> [Given instruction]
Give back the entries word for word, beginning with the first line and stopping after the line that has "(1178, 458)". Leave out the pictures.

(Location labeling entries)
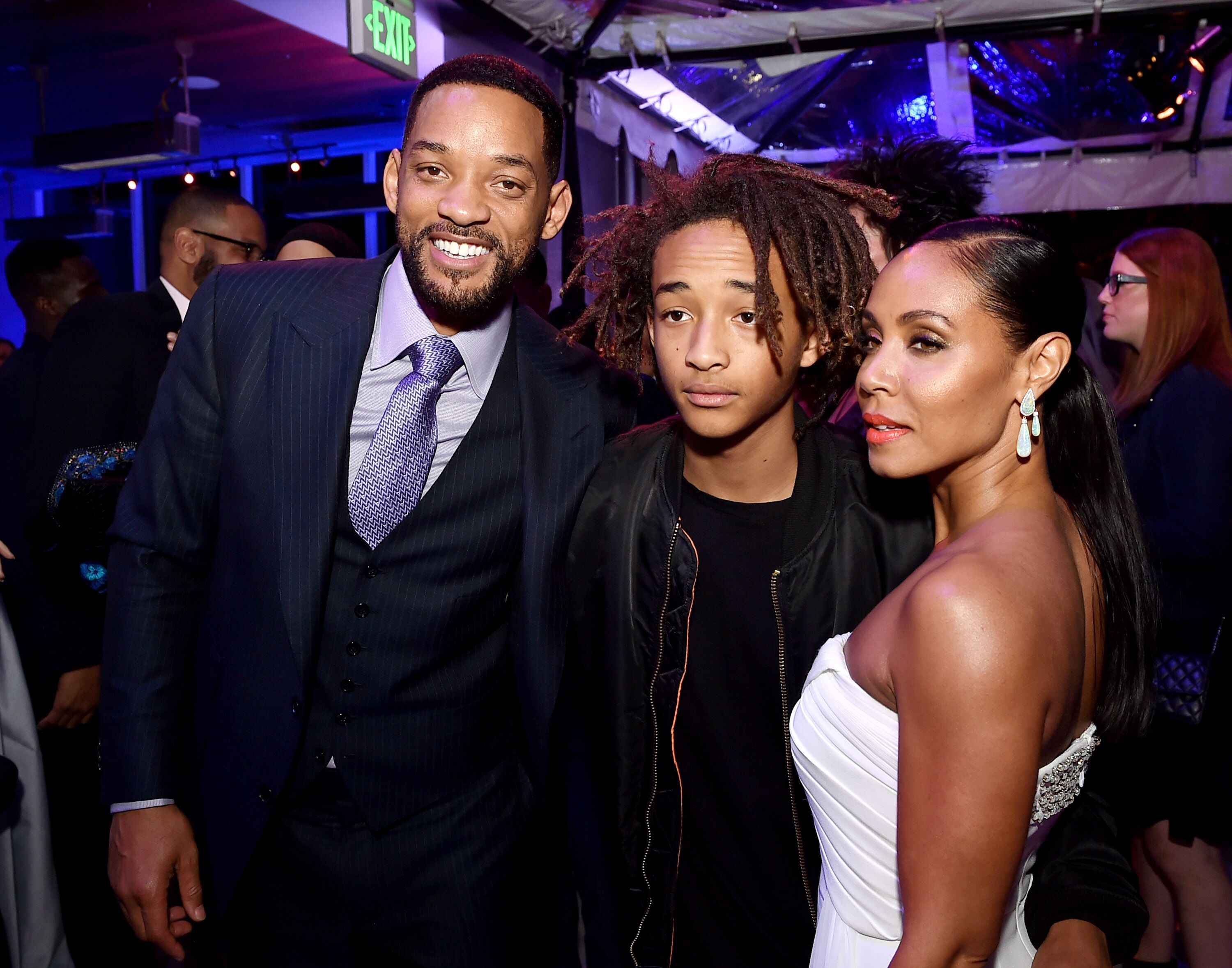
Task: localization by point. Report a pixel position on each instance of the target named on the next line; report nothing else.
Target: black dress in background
(1178, 458)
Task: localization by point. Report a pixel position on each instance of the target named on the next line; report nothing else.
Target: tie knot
(437, 359)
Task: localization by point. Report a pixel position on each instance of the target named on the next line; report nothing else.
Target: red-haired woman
(1166, 301)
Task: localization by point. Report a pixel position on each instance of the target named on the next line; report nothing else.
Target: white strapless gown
(846, 744)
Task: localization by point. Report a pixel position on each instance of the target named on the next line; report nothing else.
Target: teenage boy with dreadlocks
(715, 553)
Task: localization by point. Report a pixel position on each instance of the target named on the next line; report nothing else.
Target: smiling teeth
(460, 251)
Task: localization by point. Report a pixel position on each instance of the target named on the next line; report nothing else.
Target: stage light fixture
(1207, 53)
(1155, 77)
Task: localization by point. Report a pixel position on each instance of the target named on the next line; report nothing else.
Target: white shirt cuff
(140, 806)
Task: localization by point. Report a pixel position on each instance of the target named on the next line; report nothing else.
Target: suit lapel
(316, 359)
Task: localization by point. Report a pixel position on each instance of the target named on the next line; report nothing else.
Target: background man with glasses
(103, 369)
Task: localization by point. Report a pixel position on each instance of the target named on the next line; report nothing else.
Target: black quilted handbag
(1182, 681)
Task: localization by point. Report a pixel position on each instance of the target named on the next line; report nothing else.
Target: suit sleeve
(1082, 874)
(163, 537)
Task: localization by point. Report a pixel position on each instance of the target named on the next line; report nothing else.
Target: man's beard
(459, 306)
(205, 267)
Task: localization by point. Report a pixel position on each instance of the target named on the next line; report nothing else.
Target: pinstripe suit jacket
(226, 526)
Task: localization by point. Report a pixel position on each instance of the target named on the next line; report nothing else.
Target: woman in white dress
(942, 738)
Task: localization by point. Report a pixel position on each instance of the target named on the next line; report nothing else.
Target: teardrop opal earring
(1028, 411)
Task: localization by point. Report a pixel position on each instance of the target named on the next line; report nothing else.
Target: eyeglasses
(249, 248)
(1117, 280)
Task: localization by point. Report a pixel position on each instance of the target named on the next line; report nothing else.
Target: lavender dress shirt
(402, 322)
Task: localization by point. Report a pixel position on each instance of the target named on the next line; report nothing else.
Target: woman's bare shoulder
(988, 606)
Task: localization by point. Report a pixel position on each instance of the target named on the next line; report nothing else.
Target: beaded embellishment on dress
(1061, 781)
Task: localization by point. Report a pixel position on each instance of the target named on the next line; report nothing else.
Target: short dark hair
(486, 71)
(196, 204)
(801, 214)
(32, 263)
(929, 178)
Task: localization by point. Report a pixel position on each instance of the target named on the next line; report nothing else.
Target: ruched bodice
(846, 745)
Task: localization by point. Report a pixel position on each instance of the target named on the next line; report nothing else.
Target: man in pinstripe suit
(347, 529)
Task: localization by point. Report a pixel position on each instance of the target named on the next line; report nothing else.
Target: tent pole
(573, 301)
(791, 114)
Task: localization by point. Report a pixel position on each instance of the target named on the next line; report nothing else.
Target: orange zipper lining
(676, 713)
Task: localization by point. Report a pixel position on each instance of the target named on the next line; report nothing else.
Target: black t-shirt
(740, 896)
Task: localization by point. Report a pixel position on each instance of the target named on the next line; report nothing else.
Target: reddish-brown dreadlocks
(801, 214)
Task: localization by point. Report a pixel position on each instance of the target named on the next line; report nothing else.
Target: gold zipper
(786, 739)
(655, 744)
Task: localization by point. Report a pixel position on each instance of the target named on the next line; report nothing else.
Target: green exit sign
(382, 34)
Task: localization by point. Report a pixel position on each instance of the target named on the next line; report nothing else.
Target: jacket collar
(812, 498)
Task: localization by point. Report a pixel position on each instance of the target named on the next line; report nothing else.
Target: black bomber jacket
(849, 540)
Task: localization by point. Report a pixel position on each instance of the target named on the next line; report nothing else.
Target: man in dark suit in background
(349, 517)
(99, 377)
(109, 355)
(47, 278)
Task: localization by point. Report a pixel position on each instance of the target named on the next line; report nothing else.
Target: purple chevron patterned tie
(395, 470)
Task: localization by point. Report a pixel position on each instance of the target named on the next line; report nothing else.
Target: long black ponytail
(1028, 284)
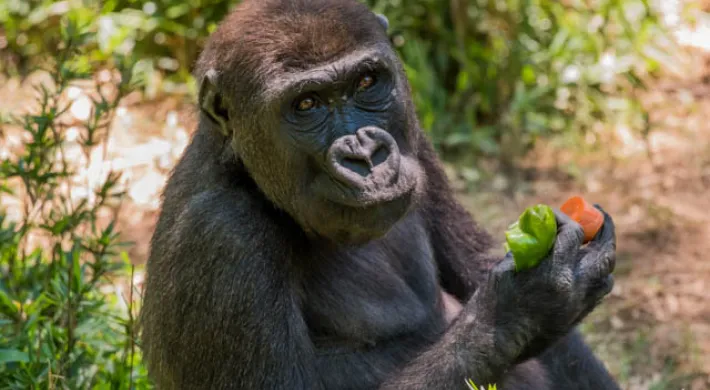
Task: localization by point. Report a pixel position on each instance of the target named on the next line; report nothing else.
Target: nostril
(357, 165)
(379, 156)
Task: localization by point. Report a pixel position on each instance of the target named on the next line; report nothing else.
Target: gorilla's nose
(369, 155)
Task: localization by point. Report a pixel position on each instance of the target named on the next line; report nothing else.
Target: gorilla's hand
(529, 310)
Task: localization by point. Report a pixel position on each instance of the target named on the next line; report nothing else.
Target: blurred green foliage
(63, 322)
(490, 77)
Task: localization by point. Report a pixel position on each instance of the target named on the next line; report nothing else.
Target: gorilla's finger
(600, 290)
(594, 296)
(569, 238)
(597, 264)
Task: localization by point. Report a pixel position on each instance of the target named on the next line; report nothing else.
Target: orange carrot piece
(584, 213)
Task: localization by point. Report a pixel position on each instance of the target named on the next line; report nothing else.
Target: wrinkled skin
(309, 239)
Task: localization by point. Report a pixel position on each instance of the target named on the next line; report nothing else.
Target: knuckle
(563, 282)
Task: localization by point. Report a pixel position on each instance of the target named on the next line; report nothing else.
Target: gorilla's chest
(374, 292)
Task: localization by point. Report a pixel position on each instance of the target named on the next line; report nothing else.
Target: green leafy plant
(63, 324)
(472, 386)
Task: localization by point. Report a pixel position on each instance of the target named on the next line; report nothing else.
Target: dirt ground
(653, 331)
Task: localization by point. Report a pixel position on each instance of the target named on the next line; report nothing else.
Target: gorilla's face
(327, 131)
(355, 159)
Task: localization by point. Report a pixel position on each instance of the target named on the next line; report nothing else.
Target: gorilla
(309, 239)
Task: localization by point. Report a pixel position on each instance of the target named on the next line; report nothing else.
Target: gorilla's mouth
(384, 187)
(366, 169)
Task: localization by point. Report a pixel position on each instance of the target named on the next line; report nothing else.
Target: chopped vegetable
(584, 214)
(532, 236)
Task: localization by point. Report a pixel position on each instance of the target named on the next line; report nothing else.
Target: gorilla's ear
(211, 101)
(383, 21)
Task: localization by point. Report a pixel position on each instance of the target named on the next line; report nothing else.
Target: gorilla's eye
(365, 82)
(306, 104)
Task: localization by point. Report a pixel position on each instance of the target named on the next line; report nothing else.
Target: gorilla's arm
(460, 246)
(222, 313)
(573, 365)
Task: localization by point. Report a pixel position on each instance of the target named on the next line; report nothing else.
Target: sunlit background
(527, 101)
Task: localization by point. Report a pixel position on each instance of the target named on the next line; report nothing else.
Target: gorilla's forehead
(290, 81)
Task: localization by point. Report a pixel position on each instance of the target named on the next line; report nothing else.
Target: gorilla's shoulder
(213, 214)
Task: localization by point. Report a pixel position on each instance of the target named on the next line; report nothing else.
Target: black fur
(321, 249)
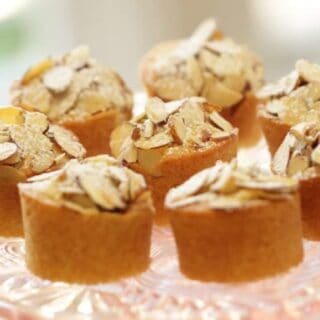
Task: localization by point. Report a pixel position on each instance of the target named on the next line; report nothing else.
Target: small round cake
(171, 141)
(29, 145)
(233, 224)
(211, 66)
(299, 156)
(89, 222)
(78, 93)
(293, 99)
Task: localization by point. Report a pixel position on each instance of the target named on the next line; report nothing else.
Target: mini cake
(171, 141)
(211, 66)
(293, 99)
(89, 222)
(29, 145)
(77, 93)
(233, 224)
(299, 156)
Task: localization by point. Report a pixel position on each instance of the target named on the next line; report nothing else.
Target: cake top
(28, 142)
(296, 97)
(299, 153)
(218, 69)
(227, 186)
(71, 87)
(177, 126)
(96, 184)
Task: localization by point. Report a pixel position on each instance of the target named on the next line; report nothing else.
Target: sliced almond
(147, 131)
(128, 151)
(275, 107)
(37, 97)
(37, 70)
(310, 72)
(194, 73)
(192, 113)
(118, 136)
(37, 149)
(7, 149)
(67, 141)
(101, 191)
(11, 115)
(218, 94)
(155, 110)
(297, 163)
(179, 128)
(149, 160)
(235, 82)
(284, 86)
(282, 156)
(220, 122)
(36, 121)
(58, 79)
(158, 140)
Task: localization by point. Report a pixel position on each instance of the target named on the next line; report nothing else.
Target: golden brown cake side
(274, 131)
(299, 156)
(171, 141)
(29, 145)
(177, 168)
(94, 132)
(310, 204)
(10, 211)
(63, 245)
(239, 245)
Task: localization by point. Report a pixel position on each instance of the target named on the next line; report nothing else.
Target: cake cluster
(84, 180)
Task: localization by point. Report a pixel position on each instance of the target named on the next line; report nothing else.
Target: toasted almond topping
(218, 94)
(221, 122)
(27, 143)
(194, 73)
(308, 71)
(7, 149)
(284, 86)
(36, 121)
(186, 124)
(97, 184)
(37, 70)
(147, 128)
(227, 186)
(67, 141)
(158, 140)
(71, 87)
(298, 151)
(101, 190)
(156, 111)
(315, 156)
(136, 134)
(58, 79)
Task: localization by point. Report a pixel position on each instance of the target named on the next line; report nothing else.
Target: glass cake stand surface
(162, 292)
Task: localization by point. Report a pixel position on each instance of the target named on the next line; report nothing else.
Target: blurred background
(119, 32)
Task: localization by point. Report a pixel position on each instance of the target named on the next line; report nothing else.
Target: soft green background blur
(119, 32)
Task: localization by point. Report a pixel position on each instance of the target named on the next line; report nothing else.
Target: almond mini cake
(233, 224)
(78, 93)
(89, 222)
(299, 156)
(171, 141)
(211, 66)
(293, 99)
(29, 145)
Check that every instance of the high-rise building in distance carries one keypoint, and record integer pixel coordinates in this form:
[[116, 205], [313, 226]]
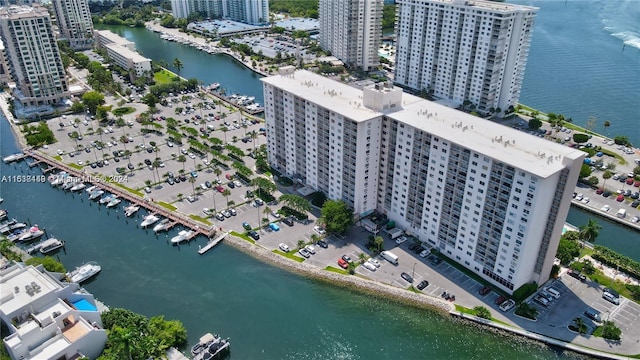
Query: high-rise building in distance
[[466, 51], [491, 198], [352, 31]]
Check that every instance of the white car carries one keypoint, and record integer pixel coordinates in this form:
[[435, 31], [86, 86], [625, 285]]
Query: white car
[[374, 262], [401, 239], [369, 266], [284, 247]]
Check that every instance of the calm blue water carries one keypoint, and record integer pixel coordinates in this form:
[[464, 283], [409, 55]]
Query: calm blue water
[[578, 67]]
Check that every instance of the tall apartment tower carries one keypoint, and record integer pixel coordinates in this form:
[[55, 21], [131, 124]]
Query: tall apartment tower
[[352, 31], [33, 55], [464, 50], [489, 197], [74, 22]]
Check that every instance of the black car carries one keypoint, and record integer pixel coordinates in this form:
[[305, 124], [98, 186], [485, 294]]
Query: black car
[[423, 284], [578, 275], [407, 277]]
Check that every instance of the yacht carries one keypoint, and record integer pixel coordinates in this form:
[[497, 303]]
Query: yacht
[[149, 220], [182, 236], [95, 194], [114, 201], [50, 245], [131, 210], [84, 272], [78, 186], [162, 225], [34, 233]]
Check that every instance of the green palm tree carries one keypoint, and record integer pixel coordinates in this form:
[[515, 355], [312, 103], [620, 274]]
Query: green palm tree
[[590, 231]]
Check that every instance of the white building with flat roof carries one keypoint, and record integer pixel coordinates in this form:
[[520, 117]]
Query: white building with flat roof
[[352, 31], [32, 55], [464, 50], [123, 53], [48, 319], [490, 197], [75, 23]]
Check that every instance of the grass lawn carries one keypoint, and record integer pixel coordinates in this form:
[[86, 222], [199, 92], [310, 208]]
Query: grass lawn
[[164, 76], [243, 237], [336, 270], [289, 256], [199, 218]]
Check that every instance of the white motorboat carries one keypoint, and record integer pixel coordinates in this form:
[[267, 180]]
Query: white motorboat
[[95, 194], [149, 220], [78, 187], [131, 210], [84, 272], [114, 201], [182, 236], [50, 245], [34, 233], [162, 225]]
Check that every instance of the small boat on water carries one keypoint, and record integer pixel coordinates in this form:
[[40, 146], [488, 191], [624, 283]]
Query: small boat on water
[[149, 220], [162, 225], [50, 245], [106, 199], [130, 210], [12, 157], [211, 347], [95, 194], [84, 272], [114, 201], [78, 187], [182, 236]]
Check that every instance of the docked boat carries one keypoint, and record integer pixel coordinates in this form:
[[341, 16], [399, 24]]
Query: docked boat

> [Solution to this exercise]
Task: localization by point. Report a pixel position on each instance of the target named on the next line; report nothing else.
Target: black dress in background
(1178, 458)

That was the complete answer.